Try it
An exact copy of every record is the expected answer.

(Point localization data)
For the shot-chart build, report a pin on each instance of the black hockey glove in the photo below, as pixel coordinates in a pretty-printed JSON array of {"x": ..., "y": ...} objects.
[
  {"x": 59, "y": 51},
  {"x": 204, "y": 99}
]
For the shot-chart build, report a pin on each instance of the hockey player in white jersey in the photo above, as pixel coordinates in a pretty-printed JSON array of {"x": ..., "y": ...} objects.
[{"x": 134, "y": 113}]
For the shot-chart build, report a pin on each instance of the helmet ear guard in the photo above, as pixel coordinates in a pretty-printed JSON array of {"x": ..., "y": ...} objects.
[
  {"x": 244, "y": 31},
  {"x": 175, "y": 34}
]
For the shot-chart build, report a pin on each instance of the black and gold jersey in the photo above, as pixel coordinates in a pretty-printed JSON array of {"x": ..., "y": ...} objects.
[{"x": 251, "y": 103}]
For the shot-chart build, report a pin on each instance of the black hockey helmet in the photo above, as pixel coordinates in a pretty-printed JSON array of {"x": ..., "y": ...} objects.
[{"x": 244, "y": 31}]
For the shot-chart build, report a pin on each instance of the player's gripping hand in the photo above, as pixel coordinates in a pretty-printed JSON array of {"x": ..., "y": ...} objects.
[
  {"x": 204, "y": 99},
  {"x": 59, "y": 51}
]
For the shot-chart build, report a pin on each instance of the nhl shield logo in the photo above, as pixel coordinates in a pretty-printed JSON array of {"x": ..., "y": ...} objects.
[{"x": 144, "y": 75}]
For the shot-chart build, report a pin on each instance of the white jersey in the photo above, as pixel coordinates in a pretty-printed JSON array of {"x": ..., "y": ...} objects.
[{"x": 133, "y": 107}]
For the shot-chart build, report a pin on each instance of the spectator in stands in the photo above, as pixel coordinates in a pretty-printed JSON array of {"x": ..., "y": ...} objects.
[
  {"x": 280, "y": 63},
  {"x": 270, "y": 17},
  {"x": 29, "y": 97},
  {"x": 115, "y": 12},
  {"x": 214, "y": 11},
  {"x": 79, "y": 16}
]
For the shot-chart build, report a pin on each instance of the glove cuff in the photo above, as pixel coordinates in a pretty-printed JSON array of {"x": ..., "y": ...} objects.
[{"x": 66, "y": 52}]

Task output
For the shot-chart build, report a pin on each instance of the black hockey glove in the photo below, as pixel coordinates in a pretty-printed JSON array of {"x": ..., "y": ...} objects.
[
  {"x": 59, "y": 51},
  {"x": 204, "y": 99}
]
For the shot-chart build, report a pin on each instance of the hockey player in white jersey in the photo above, as pixel coordinates in a pretty-printed JSON array of {"x": ..., "y": ...} objects.
[{"x": 134, "y": 113}]
For the shot-chart build, report a pin on each instance of the helmet ear guard in the photo above, as pixel coordinates in a pretty-printed JSON array of {"x": ..., "y": ...} objects.
[
  {"x": 244, "y": 31},
  {"x": 175, "y": 34}
]
For the shot-chart build, report a pin on each instance of the black and gold jersey in the photo above, as pixel coordinates in a pretty-printed JSON array of {"x": ..., "y": ...} objects.
[{"x": 251, "y": 103}]
For the shot-chart build, report a pin on each instance of the black hockey helmet in the photo above, as pixel coordinates in a pretty-printed JSON array of {"x": ..., "y": ...} objects.
[{"x": 244, "y": 31}]
For the shot-chart build, report a pin on each instance of the player's gripping hand in the photo above, as pixel coordinates in a pretty-printed JSON array of {"x": ..., "y": ...} objects.
[
  {"x": 204, "y": 99},
  {"x": 59, "y": 51}
]
For the shot-chart build, report a pin on each instance of the nhl shield logo in the photo above, as pixel coordinates in a pretty-printed JSON array of {"x": ..., "y": ...} objects.
[{"x": 144, "y": 75}]
For the shot-chart build, report a pin on each instance of the white jersey in the photo above, as pixel coordinates in a pretty-printed JSON array of {"x": ..., "y": ...} objects.
[{"x": 133, "y": 107}]
For the shot-chart build, report a pin on each instance of the spectator in stands in the photo above, as pixel coordinates in a pretty-printed JSON array of {"x": ..., "y": ...} objects.
[
  {"x": 280, "y": 63},
  {"x": 270, "y": 17},
  {"x": 29, "y": 97},
  {"x": 115, "y": 12},
  {"x": 214, "y": 11},
  {"x": 79, "y": 16}
]
For the shot-chart build, report a pin on each instance of the glove cuff in the photo above, as pixel coordinates in a pretty-printed JSON array of {"x": ..., "y": ...} objects.
[{"x": 66, "y": 52}]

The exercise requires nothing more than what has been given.